▸ **Task item**
Type out the entries again, matching each one exactly.

▸ **Material provided**
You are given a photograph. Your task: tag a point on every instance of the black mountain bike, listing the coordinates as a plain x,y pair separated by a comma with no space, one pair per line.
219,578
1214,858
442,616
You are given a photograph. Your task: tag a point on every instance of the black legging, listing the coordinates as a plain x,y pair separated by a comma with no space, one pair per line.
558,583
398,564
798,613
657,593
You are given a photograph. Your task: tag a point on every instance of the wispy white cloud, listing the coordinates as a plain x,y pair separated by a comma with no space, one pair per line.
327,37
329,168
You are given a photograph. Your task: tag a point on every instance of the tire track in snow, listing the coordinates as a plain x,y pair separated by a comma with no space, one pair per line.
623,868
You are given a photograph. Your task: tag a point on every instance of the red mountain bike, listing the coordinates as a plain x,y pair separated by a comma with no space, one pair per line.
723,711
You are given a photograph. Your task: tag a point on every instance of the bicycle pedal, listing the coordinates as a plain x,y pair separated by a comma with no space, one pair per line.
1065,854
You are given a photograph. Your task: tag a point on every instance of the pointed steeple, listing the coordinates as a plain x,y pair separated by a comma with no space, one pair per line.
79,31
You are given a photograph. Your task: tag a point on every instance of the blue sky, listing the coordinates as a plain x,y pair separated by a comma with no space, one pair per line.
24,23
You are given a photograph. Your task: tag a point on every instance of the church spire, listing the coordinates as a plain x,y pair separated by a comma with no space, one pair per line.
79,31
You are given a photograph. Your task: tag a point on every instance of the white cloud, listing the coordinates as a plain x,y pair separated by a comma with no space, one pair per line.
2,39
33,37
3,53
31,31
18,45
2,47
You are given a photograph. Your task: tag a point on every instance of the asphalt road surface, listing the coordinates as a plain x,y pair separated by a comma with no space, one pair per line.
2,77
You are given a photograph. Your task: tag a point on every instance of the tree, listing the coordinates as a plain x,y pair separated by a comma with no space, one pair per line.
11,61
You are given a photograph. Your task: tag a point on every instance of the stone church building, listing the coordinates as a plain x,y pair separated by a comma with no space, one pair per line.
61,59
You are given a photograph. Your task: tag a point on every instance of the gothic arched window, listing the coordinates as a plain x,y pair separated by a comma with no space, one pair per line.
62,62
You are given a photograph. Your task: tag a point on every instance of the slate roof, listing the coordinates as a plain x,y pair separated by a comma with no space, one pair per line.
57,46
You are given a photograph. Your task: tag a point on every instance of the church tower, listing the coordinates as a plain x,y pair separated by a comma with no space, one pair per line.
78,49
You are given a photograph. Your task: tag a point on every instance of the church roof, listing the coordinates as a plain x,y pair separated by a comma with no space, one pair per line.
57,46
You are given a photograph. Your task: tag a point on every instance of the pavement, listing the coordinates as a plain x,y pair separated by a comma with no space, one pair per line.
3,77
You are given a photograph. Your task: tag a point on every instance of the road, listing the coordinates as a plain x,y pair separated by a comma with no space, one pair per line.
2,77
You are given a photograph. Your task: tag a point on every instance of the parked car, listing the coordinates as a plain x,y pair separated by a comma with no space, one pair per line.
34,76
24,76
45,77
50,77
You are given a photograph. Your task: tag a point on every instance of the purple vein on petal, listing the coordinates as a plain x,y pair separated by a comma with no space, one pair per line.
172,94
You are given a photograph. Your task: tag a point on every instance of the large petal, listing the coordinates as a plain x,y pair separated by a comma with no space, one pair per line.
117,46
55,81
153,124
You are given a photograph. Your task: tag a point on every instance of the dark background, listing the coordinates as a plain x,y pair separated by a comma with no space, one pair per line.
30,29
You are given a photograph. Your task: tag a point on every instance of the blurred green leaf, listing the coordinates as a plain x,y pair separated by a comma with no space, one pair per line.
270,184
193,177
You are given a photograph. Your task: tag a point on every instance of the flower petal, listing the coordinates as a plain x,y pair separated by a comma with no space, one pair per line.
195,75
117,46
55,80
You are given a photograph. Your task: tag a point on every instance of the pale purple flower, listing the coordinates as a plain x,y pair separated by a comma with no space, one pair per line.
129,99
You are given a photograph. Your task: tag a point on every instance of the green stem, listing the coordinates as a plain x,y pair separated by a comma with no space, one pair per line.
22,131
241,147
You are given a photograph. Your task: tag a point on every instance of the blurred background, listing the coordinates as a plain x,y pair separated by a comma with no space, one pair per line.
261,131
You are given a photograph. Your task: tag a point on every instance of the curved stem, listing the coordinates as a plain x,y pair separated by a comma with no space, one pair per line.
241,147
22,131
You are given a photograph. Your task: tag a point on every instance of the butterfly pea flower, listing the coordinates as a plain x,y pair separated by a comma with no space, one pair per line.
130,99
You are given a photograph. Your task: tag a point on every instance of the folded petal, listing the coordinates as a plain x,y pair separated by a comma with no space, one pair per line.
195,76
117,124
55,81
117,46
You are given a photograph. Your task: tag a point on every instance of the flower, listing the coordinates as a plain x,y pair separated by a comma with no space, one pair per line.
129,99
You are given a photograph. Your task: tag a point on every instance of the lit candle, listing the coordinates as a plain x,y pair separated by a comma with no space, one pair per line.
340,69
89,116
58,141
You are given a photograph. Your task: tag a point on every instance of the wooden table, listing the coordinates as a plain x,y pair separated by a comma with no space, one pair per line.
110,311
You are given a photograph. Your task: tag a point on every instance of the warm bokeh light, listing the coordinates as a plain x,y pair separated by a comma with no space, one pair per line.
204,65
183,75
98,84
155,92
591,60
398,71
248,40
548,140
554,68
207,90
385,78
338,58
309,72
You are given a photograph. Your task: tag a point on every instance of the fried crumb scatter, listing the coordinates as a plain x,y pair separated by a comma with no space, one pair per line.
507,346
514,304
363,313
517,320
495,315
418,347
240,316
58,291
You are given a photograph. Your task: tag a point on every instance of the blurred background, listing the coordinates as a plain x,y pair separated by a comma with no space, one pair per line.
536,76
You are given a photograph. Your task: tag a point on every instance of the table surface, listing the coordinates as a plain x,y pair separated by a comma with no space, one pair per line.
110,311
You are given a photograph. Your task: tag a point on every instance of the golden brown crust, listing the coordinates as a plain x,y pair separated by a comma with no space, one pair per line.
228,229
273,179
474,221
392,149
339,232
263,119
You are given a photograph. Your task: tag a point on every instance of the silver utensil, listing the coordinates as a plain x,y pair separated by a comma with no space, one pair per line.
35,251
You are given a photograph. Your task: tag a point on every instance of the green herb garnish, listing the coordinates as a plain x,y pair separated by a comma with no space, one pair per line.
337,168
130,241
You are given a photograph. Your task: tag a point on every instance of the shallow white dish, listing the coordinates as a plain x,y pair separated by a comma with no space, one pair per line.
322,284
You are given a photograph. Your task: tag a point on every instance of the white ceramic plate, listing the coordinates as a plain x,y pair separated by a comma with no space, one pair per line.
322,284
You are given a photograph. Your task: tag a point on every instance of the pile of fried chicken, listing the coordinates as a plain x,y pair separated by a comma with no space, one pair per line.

▸ **Task solution**
You are given a photograph. Your task: tag a point on every instance of the black mountain bike, listing the coordinates as a plain x,y pair separated by a comma with no space, one pair per line.
219,578
1214,858
442,616
You are given a photograph. Your task: tag a point on every instance of the black legging, listing the coordinates as a plain x,y pair separated by a comma with no space, one pair per line.
558,583
398,564
798,613
657,593
You are given a photograph. Your task: tag a point on every instance of the wispy white cloud, listing the coordinates as a plain x,y pair separated by a comma with no space, one pair per line.
327,37
329,168
You are given a photograph. Your task: tag a point on every instance of the tire track in snow, listing the coordinates as a plain x,y pair separated by a comma with no space, one pair per line.
623,868
You are given a photograph. Your task: tag a point on every instance of the red mountain bike, listing the coordinates as a plain x,y pair separated by a comma with no space, one pair per line.
723,711
You are given a photograph. Your task: tag a point on every instance of the bicycle pedal, listing the coordinates as a plain x,y pair separated by a comma with no space, one pair per line.
1065,854
You are given a photograph. Your task: tag a point on every instance of the pointed steeple, listing the coordinates as a plain x,y pair separated by a comma with no space, one pair per line.
79,31
You are given a photograph. Your task: tag a point on every instance of the blue sky, listing the coordinates as a plain x,y pair separated by a comma with no space, one pair per line.
24,23
You are given a photograph. Your task: tag a point on every instance of the church spire, listing the coordinates as a plain x,y pair separated by a comma with no space, one pair per line.
79,31
You are given a photograph. Your task: tag a point on every instance of the white cloud, listing the coordinates as a plain x,y pair separated by a comma with no space, one pair per line.
2,39
33,37
3,53
31,31
18,45
2,47
You are given a photograph. Your task: tag a point on every instance of the asphalt road surface, listing the coordinates as a plain x,y pair separated by a comma with no space, one pair per line.
2,77
You are given a photograph. Your task: tag a point on every instance of the tree, listing the coordinates as a plain x,y pair separated by a comma with no space, one pair per line.
11,61
You are given a photograph. Your task: tag a point on every instance of the stone church building, listing the coordinates as a plain x,y pair separated by a comma with no space, one pair per line.
61,59
You are given a photograph. Your task: tag a point on every instance of the gothic arched window, listing the coordinates as a plain x,y pair separated by a comma with no space, one pair per line.
62,62
You are given a photograph. Your task: tag a point on every instance of the slate roof, listing the coordinates as a plain x,y pair separated by a comma with no space, one pair per line.
57,46
You are given a photograph. Your task: tag a point on every instance of the church tower, listing the coordinates as a plain x,y pair separated by a comma with no space, one pair per line.
78,49
You are given a photograph. Your task: tag a point on every instance of the church roof, listing the coordinates as a plain x,y pair separated by a comma with no space, one pair per line.
57,46
You are given a photograph. Your task: tag a point on every instance of the pavement, listing the coordinates as a plain x,y pair separated by a comma with no space, one pair per line.
3,77
You are given a photograph. Your task: tag a point on every instance of the road, listing the coordinates as a plain x,y pair separated by a comma with no space, one pair per line.
2,77
You are given a photograph. Your task: tag a point on every instance of the parked car, listing the coordinates as a plain x,y pair separated by a comma with no space, one pair per line.
34,76
24,76
45,77
50,77
You are given a photograph. Your task: tag a point on every instance of the purple vein on petal, listing the coordinates as a plain x,y pair separated by a comma with no space, one pair per line.
172,94
You are given a photograph. Your task: tag a point on every instance of the large petal, listing the coordinates as a plain x,y pair separated by a comma with no space, one pair per line.
117,46
55,81
153,124
You are given a photograph. Your task: tag a point on every instance of the dark background, listing the coordinates as a plain x,y pair separated by a comma with no space, one pair per line.
30,29
You are given a photograph. Your task: tag a point on every instance of the blurred green leaf, listing the coordinates as a plain x,y pair separated by a comma with no space, one pair per line.
270,184
193,177
You are given a photograph. Your task: tag a point on every instance of the flower petal, listing the coordinates as a plain x,y pair separated by a comma with no space, one pair per line.
195,75
117,46
55,80
You are given a photograph. Your task: tag a point on every instance of the pale purple flower, listing the coordinates as a plain x,y pair separated by a comma with no space, one pair per line.
129,99
You are given a photograph. Your task: tag a point on every instance of the green stem, listing the coordinates as a plain x,y pair separated by a comma with no space, one pair per line.
22,131
241,147
You are given a photograph. Your task: tag a point on every instance of the blurred background, listing the coordinates as a plain x,y pair separated by a comma with no space, one pair per line.
261,131
You are given a photograph. Your task: tag a point on every instance of the curved stem, listing the coordinates as a plain x,y pair separated by a comma with no space, one pair per line.
241,147
22,131
You are given a photograph. Your task: tag a point on every instance of the butterfly pea flower, listing the coordinates as a plain x,y pair separated by a comma with no space, one pair per line.
130,99
You are given a photograph. Your task: tag a point on every instance of the folded petal, listing the coordinates as a plain x,y pair separated by a comma with no space, one pair per line.
195,76
117,124
55,81
117,46
You are given a photograph. Your task: tag a point on every instance of the flower, listing the coordinates as a plain x,y pair separated by a comma with no space, one pair per line.
129,99
You are given a photograph. Your task: tag a point on every instance of the lit candle, listing the coordinates as a plain x,y pair separated by a comma with no space, one pair per line.
340,69
89,116
58,141
You are given a photograph. Your task: tag a point on every instance of the wooden table, listing the coordinates as a plain x,y pair separated by a comma with no space, one pair per line.
110,311
You are given a photograph. Your task: tag a point on every instance of the warm bokeh light, listing the coordinates as a plain x,y pair separated by a comma with no space, one pair per line.
204,65
183,75
98,84
155,92
591,60
398,71
248,40
548,140
554,68
207,90
385,78
338,58
309,72
You are given a photograph. Your task: tag a point on every instance of the fried crumb scatter, listing the coordinates as a plain x,y pair separated by a comma with no space, one pair per line.
507,346
514,304
363,313
517,320
495,315
418,347
240,316
58,291
You are given a photograph. Your task: tag a point on every instance of the blurred background, listing the coordinates as a plain x,y pair separated by a comma with no space, one pair per line.
536,76
You are given a photograph. Your task: tag a point on every instance of the table surface, listing the coordinates as a plain x,y pair separated by a comma with no space, one pair per line.
110,311
You are given a photograph. Your task: tag a point on every instance of the golden brown crust, listing the coordinates as a plain x,y pair separated by a comma with no space, one pair per line.
228,229
273,179
474,221
392,149
339,232
263,119
You are given a photograph. Your task: tag a point on every instance of the silver utensil, listing the coordinates as a plain x,y pair separated by a comma with no space, one pair per line.
35,251
You are given a photograph. Your task: tag a point on every instance of the green herb garnish, listing the coordinates as a plain x,y pair separated by a comma with no space, one pair per line.
337,168
130,241
You are given a photograph. Your task: tag a point on every instance of the shallow white dish, listing the coordinates as a plain x,y pair separated by a comma with no space, one pair per line.
322,284
You are given a photograph. Your task: tag a point on every instance of the white ceramic plate, listing the coordinates as a plain x,y pair separated by a comma with no space, one pair per line.
322,284
You are given a photograph. Your task: tag a point on every instance of the pile of fried chicken, listing the coordinates as a plain x,y pair separated by a comma with no space, one pair per line.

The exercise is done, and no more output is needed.